(What to work on): Where does the string "instance" occur in the entries below? Copy every line where it does.

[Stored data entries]
========================================================================
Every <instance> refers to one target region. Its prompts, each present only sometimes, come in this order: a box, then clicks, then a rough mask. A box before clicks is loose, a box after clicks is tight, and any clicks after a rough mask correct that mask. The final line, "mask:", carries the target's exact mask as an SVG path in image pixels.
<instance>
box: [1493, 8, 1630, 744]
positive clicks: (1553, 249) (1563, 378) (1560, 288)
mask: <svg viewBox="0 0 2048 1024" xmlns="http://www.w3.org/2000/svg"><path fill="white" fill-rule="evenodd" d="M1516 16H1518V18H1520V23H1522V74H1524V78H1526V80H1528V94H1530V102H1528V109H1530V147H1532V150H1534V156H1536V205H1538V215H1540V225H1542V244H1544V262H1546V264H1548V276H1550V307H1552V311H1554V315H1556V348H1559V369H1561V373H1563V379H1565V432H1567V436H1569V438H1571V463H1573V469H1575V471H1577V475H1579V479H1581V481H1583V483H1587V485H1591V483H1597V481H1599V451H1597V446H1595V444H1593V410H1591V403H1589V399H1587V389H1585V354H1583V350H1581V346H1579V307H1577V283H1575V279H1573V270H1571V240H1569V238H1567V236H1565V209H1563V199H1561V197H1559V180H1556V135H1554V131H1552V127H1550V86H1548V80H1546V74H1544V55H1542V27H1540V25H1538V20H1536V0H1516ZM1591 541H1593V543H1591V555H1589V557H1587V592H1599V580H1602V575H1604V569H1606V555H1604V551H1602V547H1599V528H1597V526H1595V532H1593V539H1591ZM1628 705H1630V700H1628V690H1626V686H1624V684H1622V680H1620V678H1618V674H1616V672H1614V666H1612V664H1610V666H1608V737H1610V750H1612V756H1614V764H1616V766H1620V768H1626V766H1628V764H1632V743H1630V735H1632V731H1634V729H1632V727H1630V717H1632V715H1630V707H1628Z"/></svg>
========================================================================
(Written solution):
Every <instance> refers to one target region. Its prompts, each present only sometimes, come in this order: a box, then clicks, then a rough mask. A box before clicks is loose, a box after clicks is tight, and any clicks after a rough mask correct that mask. The final line, "mask:", carries the target's exact mask as an SVG path in image pixels.
<instance>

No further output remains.